◆ Task directions ◆
Copy everything in the material from the line containing "Return the outline of every instance of the green leaf." down to the line containing "27 121 L 35", both ends included, and give only those lines. Scale each coordinate in the outline answers by 0.95 and round to whole numbers, with halves going up, but keep the requests and their format samples unchanged.

◆ Entries ◆
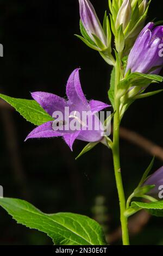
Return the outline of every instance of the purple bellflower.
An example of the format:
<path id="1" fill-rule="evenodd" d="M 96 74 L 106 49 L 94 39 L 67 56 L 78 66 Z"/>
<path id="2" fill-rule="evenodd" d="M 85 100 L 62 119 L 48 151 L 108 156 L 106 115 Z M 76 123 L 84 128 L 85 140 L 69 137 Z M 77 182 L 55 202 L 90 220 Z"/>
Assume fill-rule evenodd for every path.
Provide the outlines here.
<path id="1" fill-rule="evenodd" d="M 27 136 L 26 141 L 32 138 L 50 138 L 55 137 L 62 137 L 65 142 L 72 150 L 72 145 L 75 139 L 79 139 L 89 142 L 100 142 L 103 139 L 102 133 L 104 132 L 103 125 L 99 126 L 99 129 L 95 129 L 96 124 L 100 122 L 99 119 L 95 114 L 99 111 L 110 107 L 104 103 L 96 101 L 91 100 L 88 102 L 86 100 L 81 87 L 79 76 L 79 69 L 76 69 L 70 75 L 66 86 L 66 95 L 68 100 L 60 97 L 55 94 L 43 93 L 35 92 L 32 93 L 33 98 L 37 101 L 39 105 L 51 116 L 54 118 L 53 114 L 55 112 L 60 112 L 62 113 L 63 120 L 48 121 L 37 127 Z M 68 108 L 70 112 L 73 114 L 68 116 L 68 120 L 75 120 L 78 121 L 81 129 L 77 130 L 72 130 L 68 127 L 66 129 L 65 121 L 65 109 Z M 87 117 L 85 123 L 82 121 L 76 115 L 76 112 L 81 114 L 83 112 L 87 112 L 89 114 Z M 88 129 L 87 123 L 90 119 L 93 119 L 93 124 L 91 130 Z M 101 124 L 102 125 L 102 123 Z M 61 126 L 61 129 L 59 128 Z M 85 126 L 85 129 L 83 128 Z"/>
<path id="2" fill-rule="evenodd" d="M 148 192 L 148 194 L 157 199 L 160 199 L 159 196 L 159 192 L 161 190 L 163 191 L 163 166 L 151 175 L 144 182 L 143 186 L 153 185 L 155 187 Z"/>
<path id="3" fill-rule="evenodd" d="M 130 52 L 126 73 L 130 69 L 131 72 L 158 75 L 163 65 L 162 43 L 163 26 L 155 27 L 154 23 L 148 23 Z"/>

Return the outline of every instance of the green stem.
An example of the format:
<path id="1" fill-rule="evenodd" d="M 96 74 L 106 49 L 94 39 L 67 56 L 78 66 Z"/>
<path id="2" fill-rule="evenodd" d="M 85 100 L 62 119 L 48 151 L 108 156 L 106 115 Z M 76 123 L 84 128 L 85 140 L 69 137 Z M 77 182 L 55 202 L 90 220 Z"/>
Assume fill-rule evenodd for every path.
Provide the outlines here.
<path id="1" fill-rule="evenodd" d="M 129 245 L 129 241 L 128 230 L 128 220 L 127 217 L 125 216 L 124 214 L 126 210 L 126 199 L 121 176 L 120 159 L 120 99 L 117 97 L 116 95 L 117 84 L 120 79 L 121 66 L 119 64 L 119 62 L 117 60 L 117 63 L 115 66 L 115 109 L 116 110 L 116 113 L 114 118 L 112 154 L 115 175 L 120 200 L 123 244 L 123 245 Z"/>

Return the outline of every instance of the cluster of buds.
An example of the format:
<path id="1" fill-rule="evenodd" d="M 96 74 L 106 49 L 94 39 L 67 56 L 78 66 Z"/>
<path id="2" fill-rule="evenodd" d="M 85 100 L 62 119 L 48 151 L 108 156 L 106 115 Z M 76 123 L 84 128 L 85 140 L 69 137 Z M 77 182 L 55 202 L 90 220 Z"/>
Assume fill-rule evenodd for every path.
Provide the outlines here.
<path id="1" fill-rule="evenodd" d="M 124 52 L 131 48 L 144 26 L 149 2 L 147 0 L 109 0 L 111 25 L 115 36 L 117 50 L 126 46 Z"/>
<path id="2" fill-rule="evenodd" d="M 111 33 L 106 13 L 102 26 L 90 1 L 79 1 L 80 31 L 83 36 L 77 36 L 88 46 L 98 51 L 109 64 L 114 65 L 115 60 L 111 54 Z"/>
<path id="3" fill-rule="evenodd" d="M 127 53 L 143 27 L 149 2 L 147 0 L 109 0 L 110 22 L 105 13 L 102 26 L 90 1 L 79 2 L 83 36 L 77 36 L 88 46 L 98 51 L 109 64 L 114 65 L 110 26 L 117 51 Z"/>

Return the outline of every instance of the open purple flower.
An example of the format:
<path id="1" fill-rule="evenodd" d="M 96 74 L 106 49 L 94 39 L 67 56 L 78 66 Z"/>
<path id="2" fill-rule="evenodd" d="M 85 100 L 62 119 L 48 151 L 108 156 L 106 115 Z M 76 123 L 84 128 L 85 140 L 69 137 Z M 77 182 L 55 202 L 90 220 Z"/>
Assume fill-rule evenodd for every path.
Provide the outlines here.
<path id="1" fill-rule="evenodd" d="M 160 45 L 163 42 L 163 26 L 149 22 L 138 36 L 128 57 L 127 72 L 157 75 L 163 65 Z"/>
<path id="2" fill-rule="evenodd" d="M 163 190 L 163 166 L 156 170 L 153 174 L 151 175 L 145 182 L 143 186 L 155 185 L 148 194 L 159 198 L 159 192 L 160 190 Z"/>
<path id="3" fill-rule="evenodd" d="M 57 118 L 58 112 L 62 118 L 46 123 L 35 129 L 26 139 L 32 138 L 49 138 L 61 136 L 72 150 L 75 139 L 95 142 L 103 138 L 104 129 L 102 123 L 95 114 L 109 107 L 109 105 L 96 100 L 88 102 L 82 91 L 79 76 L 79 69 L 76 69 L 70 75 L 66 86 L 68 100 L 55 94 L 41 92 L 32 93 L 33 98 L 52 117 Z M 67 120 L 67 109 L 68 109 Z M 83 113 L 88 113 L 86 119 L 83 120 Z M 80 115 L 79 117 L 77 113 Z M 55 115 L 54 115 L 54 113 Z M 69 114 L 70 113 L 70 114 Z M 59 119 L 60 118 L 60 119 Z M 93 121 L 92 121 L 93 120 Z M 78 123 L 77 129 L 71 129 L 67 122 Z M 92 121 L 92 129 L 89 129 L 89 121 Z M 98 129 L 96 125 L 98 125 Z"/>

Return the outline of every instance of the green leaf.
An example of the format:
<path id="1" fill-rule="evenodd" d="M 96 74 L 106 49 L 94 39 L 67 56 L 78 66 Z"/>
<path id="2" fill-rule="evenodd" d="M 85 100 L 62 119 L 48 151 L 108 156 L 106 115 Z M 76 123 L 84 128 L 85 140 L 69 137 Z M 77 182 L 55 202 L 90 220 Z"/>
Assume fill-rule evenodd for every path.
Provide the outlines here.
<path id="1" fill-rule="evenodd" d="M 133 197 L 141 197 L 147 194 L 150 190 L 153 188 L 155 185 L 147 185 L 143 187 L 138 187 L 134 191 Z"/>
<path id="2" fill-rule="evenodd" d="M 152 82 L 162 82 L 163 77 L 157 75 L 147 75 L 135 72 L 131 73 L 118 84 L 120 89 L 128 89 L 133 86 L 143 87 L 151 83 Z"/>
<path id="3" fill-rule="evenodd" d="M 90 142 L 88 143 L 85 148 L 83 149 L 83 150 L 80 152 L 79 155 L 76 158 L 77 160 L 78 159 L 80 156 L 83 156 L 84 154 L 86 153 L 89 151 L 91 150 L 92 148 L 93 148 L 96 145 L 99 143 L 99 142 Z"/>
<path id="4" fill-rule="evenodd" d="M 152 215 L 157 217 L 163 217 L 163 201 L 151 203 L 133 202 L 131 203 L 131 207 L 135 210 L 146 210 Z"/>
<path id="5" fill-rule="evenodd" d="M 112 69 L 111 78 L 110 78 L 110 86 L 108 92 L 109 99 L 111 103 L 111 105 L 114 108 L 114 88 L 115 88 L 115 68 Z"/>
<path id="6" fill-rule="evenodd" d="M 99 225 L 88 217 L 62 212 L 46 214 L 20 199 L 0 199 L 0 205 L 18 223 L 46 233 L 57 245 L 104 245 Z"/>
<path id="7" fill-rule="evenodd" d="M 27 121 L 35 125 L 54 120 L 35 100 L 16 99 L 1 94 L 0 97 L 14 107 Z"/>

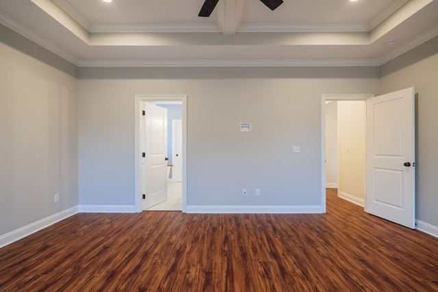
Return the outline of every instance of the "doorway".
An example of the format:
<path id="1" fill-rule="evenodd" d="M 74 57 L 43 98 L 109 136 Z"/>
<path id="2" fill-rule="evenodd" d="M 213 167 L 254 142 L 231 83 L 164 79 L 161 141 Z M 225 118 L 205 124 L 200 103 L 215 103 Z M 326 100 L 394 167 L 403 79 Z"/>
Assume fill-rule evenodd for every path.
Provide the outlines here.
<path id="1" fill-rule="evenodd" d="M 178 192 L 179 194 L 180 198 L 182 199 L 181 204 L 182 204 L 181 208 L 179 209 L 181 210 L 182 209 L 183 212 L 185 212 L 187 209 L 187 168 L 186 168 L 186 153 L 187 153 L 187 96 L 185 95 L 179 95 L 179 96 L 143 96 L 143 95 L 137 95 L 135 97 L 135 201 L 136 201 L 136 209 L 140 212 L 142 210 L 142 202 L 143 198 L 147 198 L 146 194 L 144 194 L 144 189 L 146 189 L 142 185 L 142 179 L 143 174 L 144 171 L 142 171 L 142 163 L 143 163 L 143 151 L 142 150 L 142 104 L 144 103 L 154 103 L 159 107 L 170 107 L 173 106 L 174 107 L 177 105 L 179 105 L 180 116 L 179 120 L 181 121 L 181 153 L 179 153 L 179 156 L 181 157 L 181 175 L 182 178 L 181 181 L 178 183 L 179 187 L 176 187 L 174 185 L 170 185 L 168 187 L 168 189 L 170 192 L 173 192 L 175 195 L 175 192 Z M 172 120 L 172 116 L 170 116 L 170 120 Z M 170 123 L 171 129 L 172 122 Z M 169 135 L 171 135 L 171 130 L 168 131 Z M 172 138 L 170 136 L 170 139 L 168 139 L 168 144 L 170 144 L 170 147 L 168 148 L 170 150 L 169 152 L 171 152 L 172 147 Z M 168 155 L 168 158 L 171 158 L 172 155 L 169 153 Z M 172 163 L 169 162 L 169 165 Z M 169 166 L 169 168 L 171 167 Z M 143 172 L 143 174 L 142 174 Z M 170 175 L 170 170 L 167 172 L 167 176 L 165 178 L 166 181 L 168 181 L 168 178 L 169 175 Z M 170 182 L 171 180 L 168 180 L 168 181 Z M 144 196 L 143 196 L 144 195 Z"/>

◆ The reply ◆
Return the outline of every instance of the green leaf.
An example of the format:
<path id="1" fill-rule="evenodd" d="M 96 74 L 106 49 L 94 39 L 67 56 L 78 66 Z"/>
<path id="2" fill-rule="evenodd" d="M 85 100 L 62 119 L 48 151 L 108 156 L 106 115 Z M 76 123 L 84 128 L 85 140 L 69 137 Z M 77 182 L 55 202 L 90 220 Z"/>
Assume fill-rule evenodd for every path.
Provide the outlines here.
<path id="1" fill-rule="evenodd" d="M 126 187 L 134 187 L 140 184 L 143 181 L 145 179 L 147 176 L 140 176 L 136 178 L 131 178 L 127 181 Z"/>
<path id="2" fill-rule="evenodd" d="M 144 78 L 154 78 L 155 73 L 149 71 L 140 71 L 128 68 L 124 69 L 112 80 L 114 85 L 122 85 L 126 82 L 136 83 L 143 79 Z"/>
<path id="3" fill-rule="evenodd" d="M 86 135 L 84 136 L 81 141 L 79 142 L 79 143 L 76 144 L 75 147 L 72 150 L 73 152 L 74 151 L 76 148 L 79 148 L 80 146 L 82 145 L 85 143 L 86 143 L 87 141 L 88 141 L 91 138 L 94 136 L 94 135 Z"/>
<path id="4" fill-rule="evenodd" d="M 144 204 L 149 206 L 155 206 L 155 191 L 143 193 L 126 192 L 124 193 L 124 197 L 128 200 L 139 200 Z"/>
<path id="5" fill-rule="evenodd" d="M 106 66 L 105 74 L 105 74 L 105 82 L 103 87 L 104 94 L 105 98 L 105 100 L 108 103 L 108 84 L 109 84 L 109 65 Z"/>
<path id="6" fill-rule="evenodd" d="M 94 214 L 84 206 L 59 201 L 44 203 L 19 189 L 0 189 L 0 195 L 17 212 L 44 221 L 54 233 L 99 233 Z"/>
<path id="7" fill-rule="evenodd" d="M 26 115 L 33 119 L 51 114 L 33 95 L 15 94 L 1 89 L 0 92 L 13 102 Z"/>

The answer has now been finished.